● **Task statement**:
On how many lines of these entries does the word "Provide" occur? State the number alone.

● **Data extracts**:
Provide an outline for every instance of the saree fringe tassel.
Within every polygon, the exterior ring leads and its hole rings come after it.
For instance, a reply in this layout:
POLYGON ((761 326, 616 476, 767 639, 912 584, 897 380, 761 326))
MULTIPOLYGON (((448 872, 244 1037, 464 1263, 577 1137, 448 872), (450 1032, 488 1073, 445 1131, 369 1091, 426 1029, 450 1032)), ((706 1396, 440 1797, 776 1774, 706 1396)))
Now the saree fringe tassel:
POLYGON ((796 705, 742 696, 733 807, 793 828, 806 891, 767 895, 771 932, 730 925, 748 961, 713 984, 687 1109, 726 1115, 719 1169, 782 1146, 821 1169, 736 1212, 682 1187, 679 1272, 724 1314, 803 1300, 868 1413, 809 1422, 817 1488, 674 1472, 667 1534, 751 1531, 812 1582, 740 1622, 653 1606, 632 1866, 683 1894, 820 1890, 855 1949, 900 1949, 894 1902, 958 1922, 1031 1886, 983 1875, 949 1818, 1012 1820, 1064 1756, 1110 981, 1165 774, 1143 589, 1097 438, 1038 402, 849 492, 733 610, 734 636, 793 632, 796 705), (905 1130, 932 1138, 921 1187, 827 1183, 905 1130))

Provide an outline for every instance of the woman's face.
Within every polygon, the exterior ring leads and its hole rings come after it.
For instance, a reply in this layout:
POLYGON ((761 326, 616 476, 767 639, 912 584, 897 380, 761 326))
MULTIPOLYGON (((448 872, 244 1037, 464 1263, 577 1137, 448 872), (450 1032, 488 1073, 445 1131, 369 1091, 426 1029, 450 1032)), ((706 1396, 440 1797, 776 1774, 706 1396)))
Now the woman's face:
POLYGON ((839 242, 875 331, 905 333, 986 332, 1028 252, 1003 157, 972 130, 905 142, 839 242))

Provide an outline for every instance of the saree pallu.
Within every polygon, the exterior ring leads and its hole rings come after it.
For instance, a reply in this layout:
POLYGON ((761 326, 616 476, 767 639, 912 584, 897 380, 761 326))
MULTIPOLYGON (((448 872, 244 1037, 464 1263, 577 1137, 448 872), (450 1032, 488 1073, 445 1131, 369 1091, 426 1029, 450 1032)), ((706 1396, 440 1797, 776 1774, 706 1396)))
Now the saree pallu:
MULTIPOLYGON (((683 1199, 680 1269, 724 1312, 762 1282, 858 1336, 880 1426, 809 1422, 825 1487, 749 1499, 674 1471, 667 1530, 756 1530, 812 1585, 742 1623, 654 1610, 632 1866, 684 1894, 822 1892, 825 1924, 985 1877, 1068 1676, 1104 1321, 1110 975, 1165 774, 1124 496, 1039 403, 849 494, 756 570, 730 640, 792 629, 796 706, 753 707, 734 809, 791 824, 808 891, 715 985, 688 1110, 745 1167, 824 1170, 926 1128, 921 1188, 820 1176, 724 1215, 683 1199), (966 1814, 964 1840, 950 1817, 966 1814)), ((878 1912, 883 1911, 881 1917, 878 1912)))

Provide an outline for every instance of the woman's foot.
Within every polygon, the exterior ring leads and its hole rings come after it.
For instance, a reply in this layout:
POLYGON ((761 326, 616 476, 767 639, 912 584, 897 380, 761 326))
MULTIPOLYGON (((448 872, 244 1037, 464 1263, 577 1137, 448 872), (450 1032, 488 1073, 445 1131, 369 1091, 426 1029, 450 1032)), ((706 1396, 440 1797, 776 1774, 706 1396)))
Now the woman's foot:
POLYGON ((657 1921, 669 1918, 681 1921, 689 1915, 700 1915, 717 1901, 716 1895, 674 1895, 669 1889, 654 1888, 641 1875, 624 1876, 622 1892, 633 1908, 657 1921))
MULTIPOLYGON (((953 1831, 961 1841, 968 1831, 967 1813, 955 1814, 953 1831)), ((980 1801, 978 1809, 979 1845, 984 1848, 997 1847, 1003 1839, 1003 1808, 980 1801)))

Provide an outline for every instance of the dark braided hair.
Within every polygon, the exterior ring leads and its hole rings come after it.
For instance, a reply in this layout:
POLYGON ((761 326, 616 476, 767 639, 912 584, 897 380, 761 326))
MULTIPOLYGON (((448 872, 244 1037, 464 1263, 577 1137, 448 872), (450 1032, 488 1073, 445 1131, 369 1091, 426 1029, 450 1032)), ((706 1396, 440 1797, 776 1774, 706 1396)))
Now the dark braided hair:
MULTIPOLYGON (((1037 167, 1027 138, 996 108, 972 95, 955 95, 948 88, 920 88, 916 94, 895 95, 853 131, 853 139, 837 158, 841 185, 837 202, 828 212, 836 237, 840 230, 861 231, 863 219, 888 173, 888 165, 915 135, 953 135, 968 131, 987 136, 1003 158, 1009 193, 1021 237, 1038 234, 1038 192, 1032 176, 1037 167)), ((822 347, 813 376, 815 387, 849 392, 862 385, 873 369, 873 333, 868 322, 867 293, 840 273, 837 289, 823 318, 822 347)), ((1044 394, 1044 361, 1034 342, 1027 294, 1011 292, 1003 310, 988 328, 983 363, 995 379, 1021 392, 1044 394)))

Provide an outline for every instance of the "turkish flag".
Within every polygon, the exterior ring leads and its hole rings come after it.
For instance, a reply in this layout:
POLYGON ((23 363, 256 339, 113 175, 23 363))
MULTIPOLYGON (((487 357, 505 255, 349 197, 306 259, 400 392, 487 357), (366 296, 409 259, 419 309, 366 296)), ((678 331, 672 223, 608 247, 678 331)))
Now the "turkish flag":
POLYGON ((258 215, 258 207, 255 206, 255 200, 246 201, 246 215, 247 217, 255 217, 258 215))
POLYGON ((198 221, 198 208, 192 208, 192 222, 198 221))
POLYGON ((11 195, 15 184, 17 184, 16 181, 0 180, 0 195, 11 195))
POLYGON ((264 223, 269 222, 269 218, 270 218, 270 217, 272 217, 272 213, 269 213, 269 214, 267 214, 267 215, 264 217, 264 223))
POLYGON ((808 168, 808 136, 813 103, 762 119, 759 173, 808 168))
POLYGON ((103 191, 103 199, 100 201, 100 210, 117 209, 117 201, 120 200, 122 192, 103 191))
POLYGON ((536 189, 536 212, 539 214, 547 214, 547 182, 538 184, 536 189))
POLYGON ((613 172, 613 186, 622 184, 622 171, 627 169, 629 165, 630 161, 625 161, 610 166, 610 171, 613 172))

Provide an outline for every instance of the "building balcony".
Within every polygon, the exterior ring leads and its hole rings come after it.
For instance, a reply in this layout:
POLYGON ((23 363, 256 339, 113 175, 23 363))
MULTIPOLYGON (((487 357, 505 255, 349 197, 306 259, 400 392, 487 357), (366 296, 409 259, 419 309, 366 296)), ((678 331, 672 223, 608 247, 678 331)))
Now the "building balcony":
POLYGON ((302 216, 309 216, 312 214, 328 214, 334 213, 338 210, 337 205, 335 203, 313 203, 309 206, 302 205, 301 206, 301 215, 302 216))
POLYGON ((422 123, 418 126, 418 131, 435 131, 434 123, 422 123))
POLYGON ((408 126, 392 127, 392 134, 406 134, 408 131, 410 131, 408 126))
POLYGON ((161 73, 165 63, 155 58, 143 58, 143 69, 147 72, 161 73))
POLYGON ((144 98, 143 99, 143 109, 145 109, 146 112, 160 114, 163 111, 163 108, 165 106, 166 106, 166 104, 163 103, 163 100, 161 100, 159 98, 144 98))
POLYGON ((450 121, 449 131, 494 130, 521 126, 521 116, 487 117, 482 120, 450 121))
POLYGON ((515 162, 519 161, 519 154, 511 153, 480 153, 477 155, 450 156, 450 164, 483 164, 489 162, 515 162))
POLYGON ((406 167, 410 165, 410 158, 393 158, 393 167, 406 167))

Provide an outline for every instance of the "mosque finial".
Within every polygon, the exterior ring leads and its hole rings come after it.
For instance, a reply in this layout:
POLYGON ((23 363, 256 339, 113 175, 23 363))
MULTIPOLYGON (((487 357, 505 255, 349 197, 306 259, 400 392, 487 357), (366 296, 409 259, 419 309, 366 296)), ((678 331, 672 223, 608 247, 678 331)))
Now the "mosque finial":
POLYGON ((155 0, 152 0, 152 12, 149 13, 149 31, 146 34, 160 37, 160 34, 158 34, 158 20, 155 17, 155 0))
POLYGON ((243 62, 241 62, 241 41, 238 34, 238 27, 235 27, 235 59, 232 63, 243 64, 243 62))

● **Expected answer**:
8